**Supplied data**

——

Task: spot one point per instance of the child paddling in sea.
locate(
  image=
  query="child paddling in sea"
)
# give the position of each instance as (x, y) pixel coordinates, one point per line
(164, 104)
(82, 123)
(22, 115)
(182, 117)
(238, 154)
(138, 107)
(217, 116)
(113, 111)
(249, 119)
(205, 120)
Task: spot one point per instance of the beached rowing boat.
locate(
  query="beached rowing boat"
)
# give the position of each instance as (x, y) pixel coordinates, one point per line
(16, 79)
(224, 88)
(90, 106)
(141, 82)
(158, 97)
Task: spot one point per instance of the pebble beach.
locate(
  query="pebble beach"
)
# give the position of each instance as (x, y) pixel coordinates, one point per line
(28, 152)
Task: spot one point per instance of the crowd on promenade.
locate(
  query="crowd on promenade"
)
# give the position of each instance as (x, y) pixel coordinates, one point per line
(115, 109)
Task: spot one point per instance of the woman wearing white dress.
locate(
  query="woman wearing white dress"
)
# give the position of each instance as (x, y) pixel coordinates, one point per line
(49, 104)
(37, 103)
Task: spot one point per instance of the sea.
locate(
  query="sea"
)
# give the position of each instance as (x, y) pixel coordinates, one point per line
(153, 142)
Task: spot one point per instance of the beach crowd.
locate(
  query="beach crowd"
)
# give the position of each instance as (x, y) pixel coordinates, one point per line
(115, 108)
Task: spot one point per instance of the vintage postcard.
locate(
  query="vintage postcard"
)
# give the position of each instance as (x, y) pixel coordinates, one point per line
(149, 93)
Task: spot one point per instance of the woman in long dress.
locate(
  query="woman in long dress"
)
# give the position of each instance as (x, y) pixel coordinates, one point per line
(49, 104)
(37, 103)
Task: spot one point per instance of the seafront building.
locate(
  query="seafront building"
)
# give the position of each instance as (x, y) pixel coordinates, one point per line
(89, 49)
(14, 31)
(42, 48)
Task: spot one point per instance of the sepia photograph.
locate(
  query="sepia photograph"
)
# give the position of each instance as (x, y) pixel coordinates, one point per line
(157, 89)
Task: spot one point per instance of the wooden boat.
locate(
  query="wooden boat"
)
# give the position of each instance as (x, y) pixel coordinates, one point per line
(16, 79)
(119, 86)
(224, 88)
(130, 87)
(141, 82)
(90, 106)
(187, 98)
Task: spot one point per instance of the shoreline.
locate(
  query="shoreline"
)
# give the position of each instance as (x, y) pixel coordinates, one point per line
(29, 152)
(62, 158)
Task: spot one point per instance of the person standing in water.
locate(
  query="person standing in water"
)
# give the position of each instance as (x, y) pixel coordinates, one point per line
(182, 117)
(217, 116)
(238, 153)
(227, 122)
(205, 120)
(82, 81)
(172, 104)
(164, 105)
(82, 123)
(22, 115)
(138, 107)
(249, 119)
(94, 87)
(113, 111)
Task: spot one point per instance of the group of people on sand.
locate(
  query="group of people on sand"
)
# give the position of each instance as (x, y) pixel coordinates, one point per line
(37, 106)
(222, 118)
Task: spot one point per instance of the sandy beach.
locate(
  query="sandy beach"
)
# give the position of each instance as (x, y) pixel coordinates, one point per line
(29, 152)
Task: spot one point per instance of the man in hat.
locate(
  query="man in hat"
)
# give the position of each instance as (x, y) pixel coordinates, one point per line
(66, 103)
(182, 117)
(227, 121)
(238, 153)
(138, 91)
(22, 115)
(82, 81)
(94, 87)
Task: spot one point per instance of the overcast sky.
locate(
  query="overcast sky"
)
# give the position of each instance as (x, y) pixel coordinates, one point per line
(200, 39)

——

**Exercise description**
Output the listing above exactly, keeping each line as it was.

**Task result**
Task: spot one point per instance of the child paddling in sea.
locate(
  image=
  query="child paddling in sea"
)
# give the position of each instance as (x, y) pixel coordinates, one point per line
(164, 104)
(82, 123)
(22, 115)
(182, 117)
(238, 154)
(138, 107)
(217, 116)
(113, 111)
(249, 119)
(205, 120)
Task: spot one point per instance of the beached rowing boat.
locate(
  query="beached rowing boat"
)
# give the position of each instance as (x, y) pixel coordinates, one point per line
(16, 79)
(224, 88)
(90, 106)
(141, 82)
(158, 97)
Task: spot one point per instance of the pebble beach.
locate(
  query="pebble beach"
)
# give the position of each instance as (x, y) pixel coordinates, one point per line
(28, 152)
Task: spot one point per instance of the crowd on promenade.
locate(
  query="crowd on promenade"
)
# give the position of each instance as (x, y) pixel coordinates, one point per line
(115, 109)
Task: spot one point per instance of the woman wearing white dress.
locate(
  query="woman wearing white dress"
)
# give the position of each instance as (x, y) pixel coordinates, one point per line
(49, 104)
(37, 103)
Task: spot one point per instance of the sea.
locate(
  query="sea"
)
# give the position of each instance as (x, y) pixel coordinates, one point per line
(153, 142)
Task: spot one point per instance of the beach crowd.
locate(
  query="beach crowd"
)
# give the position of each instance as (x, y) pixel coordinates, one point per line
(115, 108)
Task: spot one point per instance of the vintage postcard.
locate(
  query="vintage postcard"
)
# give the position of each instance as (x, y) pixel coordinates, one point per line
(149, 93)
Task: spot one point per instance of the woman in long dress.
locate(
  query="woman in long dress"
)
# give the position of each instance as (x, y) pixel coordinates, one point per line
(49, 104)
(37, 103)
Task: spot one point per instance of the seafront building.
locate(
  query="seafront building"
)
# give the position of each instance as (x, y) pixel coordinates, one point per line
(89, 49)
(14, 31)
(42, 48)
Task: spot one point per instance of the sepia photograph.
locate(
  query="sepia photograph"
)
# give the position of each instance as (x, y) pixel coordinates, one point per line
(157, 89)
Task: spot one point per instance of the wooden boat.
locate(
  query="wooden boat"
)
# give the position of each instance as (x, y) pixel coordinates, one point per line
(16, 79)
(119, 86)
(224, 88)
(130, 87)
(141, 82)
(90, 106)
(187, 98)
Task: spot one point per instance of the shoreline.
locate(
  query="shoreline"
)
# give the position of each instance as (x, y) pixel coordinates, one point per line
(29, 152)
(62, 158)
Task: spot one point per instance of the person standing in water.
locate(
  query="person standing in water"
)
# give the position of each instance as (x, y) pixel coordinates, one point per line
(182, 117)
(217, 116)
(238, 153)
(227, 122)
(205, 120)
(82, 81)
(172, 104)
(164, 105)
(82, 123)
(22, 115)
(138, 107)
(249, 119)
(94, 87)
(113, 111)
Task: spot one point per instance of the group of people on sand.
locate(
  query="group of people on sand"
)
# give the position of each instance as (x, y) pixel coordinates, one point per line
(37, 106)
(222, 118)
Task: spot one point per instance of the sandy beach.
locate(
  query="sandy beach"
)
# give the position of each instance as (x, y) pixel coordinates, one point per line
(29, 152)
Task: spot one point per instance of the man in hat.
locate(
  query="man in hat"
)
# give the position of each instance as (x, y) pixel coordinates, one point per line
(66, 103)
(182, 117)
(227, 121)
(238, 153)
(138, 91)
(22, 115)
(82, 81)
(94, 87)
Task: spot one point per instance of the overcast sky.
locate(
  query="overcast sky"
)
# give the position of each instance as (x, y) pixel coordinates, one point per line
(200, 39)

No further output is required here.